_SET EXERCISE:_ Rewrite everything from "Does any onion" down to "[358,862,537,881]", changing "wooden" to "timber" and leaving the rest of those lines as they are.

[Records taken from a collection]
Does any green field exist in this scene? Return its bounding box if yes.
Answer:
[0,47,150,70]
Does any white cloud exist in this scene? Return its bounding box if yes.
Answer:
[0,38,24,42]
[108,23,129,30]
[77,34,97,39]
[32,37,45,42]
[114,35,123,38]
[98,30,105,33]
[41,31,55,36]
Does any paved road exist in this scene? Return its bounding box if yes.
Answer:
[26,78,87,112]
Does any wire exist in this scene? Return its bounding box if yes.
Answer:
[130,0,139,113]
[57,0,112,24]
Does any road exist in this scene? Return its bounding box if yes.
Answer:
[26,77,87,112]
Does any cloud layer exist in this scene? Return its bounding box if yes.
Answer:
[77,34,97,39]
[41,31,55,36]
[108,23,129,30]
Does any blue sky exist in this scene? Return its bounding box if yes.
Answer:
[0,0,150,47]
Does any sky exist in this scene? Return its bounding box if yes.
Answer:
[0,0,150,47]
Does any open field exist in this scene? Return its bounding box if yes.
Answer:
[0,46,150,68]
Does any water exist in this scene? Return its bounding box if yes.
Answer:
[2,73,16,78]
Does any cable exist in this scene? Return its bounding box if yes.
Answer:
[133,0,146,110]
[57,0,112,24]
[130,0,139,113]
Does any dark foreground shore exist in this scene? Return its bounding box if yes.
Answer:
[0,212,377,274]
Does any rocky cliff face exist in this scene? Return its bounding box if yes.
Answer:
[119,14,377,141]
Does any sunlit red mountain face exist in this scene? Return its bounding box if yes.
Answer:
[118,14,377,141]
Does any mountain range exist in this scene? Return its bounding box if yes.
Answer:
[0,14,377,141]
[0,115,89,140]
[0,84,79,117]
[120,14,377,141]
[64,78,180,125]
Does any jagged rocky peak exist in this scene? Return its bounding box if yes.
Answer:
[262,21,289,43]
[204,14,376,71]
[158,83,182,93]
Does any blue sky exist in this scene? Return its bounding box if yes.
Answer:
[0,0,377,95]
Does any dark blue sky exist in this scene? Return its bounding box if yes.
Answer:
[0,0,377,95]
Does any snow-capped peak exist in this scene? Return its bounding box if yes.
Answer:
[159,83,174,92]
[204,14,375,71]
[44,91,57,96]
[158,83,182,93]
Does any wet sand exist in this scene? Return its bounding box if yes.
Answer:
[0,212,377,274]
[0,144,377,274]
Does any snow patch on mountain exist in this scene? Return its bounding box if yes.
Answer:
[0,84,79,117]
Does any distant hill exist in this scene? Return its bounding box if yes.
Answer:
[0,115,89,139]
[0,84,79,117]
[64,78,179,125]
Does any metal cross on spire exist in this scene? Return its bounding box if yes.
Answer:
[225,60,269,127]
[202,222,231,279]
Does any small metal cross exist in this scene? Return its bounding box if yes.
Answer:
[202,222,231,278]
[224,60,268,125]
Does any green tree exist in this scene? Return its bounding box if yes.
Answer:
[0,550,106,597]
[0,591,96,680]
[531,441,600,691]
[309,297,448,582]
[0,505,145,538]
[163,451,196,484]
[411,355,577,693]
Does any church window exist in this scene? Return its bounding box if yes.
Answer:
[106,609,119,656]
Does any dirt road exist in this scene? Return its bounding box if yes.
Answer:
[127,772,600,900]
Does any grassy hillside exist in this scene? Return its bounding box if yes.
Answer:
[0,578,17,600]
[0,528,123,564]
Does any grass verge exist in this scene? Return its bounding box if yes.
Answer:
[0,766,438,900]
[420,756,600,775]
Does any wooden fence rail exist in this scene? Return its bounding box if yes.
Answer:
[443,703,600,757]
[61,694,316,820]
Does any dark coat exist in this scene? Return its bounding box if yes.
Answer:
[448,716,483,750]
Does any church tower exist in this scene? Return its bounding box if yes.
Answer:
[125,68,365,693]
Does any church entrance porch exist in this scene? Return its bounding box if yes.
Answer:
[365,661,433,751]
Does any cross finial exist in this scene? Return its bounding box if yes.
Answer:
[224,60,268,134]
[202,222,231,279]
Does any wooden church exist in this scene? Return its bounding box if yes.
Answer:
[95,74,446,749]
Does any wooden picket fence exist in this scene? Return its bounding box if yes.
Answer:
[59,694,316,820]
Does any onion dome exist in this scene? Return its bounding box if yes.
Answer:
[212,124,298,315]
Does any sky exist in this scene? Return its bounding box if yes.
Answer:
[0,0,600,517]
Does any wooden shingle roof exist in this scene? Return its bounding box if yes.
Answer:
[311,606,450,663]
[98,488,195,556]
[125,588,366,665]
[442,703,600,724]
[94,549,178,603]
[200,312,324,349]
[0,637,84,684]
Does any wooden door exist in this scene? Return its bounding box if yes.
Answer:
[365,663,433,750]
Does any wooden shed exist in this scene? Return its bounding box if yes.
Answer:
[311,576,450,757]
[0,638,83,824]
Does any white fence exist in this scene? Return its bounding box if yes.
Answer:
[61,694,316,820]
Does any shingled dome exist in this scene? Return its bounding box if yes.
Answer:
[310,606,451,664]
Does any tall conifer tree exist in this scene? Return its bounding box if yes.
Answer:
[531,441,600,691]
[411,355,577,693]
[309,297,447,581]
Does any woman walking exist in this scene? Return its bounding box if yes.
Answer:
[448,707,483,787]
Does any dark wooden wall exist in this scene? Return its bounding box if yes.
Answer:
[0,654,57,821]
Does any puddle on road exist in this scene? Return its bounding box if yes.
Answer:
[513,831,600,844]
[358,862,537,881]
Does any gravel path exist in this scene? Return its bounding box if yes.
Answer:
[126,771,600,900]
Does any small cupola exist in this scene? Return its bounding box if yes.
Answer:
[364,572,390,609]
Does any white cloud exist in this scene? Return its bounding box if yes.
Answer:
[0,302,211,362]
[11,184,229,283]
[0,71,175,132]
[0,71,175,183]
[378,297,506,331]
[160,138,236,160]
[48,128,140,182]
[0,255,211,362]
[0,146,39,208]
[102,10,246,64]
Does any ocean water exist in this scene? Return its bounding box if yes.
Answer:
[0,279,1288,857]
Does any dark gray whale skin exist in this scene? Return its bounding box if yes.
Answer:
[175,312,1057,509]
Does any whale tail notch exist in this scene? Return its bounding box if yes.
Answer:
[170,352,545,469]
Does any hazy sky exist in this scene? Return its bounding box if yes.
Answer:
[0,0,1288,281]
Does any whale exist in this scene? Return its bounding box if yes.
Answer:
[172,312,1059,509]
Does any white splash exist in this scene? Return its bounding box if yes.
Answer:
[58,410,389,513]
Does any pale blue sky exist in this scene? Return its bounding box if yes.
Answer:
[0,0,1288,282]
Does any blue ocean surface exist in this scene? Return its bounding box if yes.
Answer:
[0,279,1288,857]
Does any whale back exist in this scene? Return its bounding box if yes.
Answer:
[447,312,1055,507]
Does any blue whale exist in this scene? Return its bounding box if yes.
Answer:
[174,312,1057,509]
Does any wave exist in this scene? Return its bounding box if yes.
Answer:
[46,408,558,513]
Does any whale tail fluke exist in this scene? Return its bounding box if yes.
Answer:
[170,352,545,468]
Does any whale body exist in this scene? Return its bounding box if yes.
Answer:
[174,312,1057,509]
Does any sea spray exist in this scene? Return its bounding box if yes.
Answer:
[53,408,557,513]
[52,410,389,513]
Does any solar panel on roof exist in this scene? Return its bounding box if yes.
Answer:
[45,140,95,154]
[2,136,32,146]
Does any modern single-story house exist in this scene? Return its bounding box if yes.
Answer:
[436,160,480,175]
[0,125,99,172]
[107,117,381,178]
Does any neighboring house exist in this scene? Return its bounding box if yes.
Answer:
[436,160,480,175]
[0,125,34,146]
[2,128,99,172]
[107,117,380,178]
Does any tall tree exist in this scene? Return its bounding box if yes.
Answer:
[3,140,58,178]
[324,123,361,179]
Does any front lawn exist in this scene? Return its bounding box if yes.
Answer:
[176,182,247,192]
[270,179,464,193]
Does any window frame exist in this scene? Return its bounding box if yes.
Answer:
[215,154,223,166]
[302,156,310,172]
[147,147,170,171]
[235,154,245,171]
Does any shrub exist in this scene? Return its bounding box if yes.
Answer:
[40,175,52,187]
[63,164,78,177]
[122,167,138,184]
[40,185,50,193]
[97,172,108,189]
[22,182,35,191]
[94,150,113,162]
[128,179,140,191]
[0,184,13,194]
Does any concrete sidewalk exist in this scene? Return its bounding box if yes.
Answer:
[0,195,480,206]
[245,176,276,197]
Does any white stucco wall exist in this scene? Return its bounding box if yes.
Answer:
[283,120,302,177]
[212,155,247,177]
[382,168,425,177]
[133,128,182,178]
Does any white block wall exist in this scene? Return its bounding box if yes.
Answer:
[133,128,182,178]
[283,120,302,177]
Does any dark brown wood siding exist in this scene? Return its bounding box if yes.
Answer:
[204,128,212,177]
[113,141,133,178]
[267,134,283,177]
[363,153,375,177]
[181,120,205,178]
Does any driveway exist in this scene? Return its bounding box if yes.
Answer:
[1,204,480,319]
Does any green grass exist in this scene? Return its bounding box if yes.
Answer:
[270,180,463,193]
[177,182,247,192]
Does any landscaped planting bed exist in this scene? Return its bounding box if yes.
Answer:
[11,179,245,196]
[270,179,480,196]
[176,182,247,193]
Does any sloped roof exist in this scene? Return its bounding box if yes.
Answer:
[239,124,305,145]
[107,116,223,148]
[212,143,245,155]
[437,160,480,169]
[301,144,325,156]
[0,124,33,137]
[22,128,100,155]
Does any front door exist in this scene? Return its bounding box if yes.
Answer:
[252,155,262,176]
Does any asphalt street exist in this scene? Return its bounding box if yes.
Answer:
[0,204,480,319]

_RESULT BELOW:_
Does any onion dome exist in this scene? Return its bounding box if yes.
Answer:
[212,124,298,315]
Does any sky exist in this scene? Return its bounding box if yes.
Answer:
[0,0,600,517]
Does any timber shingle roof exist in this scene? Return its bounding box if yes.
Answer:
[311,606,450,663]
[98,488,195,556]
[125,588,366,665]
[442,703,600,724]
[94,549,178,603]
[200,312,324,349]
[0,637,84,684]
Does any timber door exist in this scene? Return its bounding box if yes.
Answer:
[365,663,433,750]
Does any timber shed exist in this scene? Return its bounding box if yes.
Answer:
[311,576,450,757]
[0,638,83,824]
Does any white fence exist in this scene? Return its bounding box if yes.
Answer:
[61,694,316,820]
Does any shingled dome exist in this scene? Return its bounding box if yes.
Answer:
[310,606,451,664]
Does any tall conifer tree exist in this scene? Return its bounding box if yes.
Answer:
[531,441,600,691]
[411,355,577,693]
[309,297,447,581]
Does any woman walking exist in this scene? Return its bounding box if yes.
Answer:
[448,707,483,787]
Does any dark timber wall exist in this scene? Return its bounding box if yes.
Answer:
[0,654,57,821]
Does any puddle on road exist in this scene? Return its bounding box if yes.
Answer:
[513,831,600,844]
[358,862,537,881]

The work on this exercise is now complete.